## SET PROBLEM
Copy out the whole listing below, changing every "appears in this image" to "shows up in this photo" and keeping everything else the same. Leave out the pictures.

>> start RECORDS SHOWN

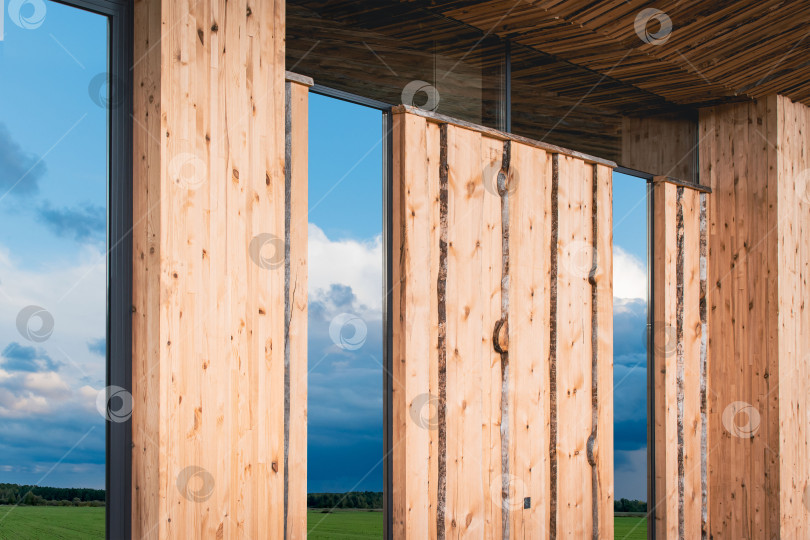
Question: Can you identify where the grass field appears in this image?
[0,506,647,540]
[0,506,105,540]
[307,510,647,540]
[613,517,647,540]
[307,510,383,540]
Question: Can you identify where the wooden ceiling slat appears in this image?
[422,0,810,105]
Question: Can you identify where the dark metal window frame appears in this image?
[52,0,134,539]
[310,84,394,540]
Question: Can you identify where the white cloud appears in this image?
[613,246,647,299]
[23,371,70,400]
[308,223,383,316]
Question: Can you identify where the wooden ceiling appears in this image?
[420,0,810,106]
[287,0,810,165]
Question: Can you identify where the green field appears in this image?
[307,510,647,540]
[613,517,647,540]
[307,510,383,540]
[0,506,105,540]
[0,506,647,540]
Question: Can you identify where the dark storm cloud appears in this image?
[307,285,383,492]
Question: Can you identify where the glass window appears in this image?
[0,0,109,538]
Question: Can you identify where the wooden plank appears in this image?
[502,143,551,538]
[481,137,504,538]
[679,189,703,538]
[621,113,698,183]
[594,165,614,540]
[425,123,441,538]
[132,1,166,540]
[652,183,678,539]
[285,83,309,539]
[133,0,284,538]
[445,126,484,538]
[392,114,433,538]
[776,96,810,538]
[557,156,593,538]
[393,105,616,167]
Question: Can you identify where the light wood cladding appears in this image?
[132,0,290,539]
[700,96,810,538]
[393,107,613,538]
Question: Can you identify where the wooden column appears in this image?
[649,177,711,540]
[132,0,286,539]
[284,72,313,539]
[392,106,614,539]
[700,96,810,538]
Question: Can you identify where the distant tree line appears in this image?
[307,491,382,510]
[0,484,106,506]
[613,499,647,513]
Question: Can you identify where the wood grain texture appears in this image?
[392,115,438,538]
[769,96,810,538]
[445,126,484,538]
[620,114,698,182]
[393,109,613,538]
[133,0,285,539]
[650,182,679,539]
[593,165,614,540]
[285,78,309,539]
[700,98,780,538]
[679,189,703,538]
[502,143,551,538]
[556,156,593,538]
[480,137,504,538]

>> end RECORDS SHOWN

## FINISHED TASK
Question: Can you identify where the grass field shows up in this photo?
[0,506,647,540]
[0,506,105,540]
[307,510,647,540]
[613,517,647,540]
[307,510,383,540]
Question: Can you identify where the wooden ceiling slat shows up in this photo?
[422,0,810,105]
Question: Can you identify where the dark metal window frame shows up in this photo?
[52,0,134,539]
[310,84,394,540]
Question: Can you identify where the white cloud shows up in this photo?
[613,246,647,299]
[23,371,70,400]
[308,223,383,316]
Question: Can you identify where the wooden ceiling shows up in this photo?
[420,0,810,106]
[287,0,810,165]
Question: Can you identify where the green field shows up in this photo?
[307,510,647,540]
[613,517,647,540]
[307,510,383,540]
[0,506,105,540]
[0,506,647,540]
Question: Can you identify where the dark storm cloud shows up in this photo?
[307,285,383,492]
Question: Can you identify where the glass window shows up in this photo?
[0,0,109,538]
Question: Can you identify where the wooden plank shows up in this photo?
[502,143,551,538]
[481,137,504,538]
[679,189,703,538]
[621,113,698,183]
[594,165,614,540]
[425,123,441,538]
[132,1,166,540]
[652,183,678,539]
[285,83,309,539]
[133,0,284,538]
[445,126,484,538]
[392,114,433,538]
[776,96,810,538]
[557,156,593,538]
[393,105,616,167]
Question: Can you identify where the light wood cladding shows up in this photo?
[132,0,290,539]
[700,96,810,538]
[393,107,613,538]
Question: Can you identify where the wooden column shows up in this photo?
[649,177,711,540]
[132,0,286,539]
[284,72,313,539]
[392,106,614,539]
[700,96,810,538]
Question: Can you identify where the distant tree line shows up in this photo?
[307,491,382,510]
[0,484,106,506]
[613,499,647,513]
Question: Can you identify where the wood grain texture shows up in this photo?
[392,115,438,538]
[769,96,810,538]
[445,126,484,538]
[620,114,698,182]
[393,109,613,538]
[133,0,285,539]
[650,182,679,539]
[593,165,614,540]
[285,78,309,539]
[700,98,780,538]
[679,189,703,538]
[502,143,551,538]
[556,156,593,538]
[480,137,504,538]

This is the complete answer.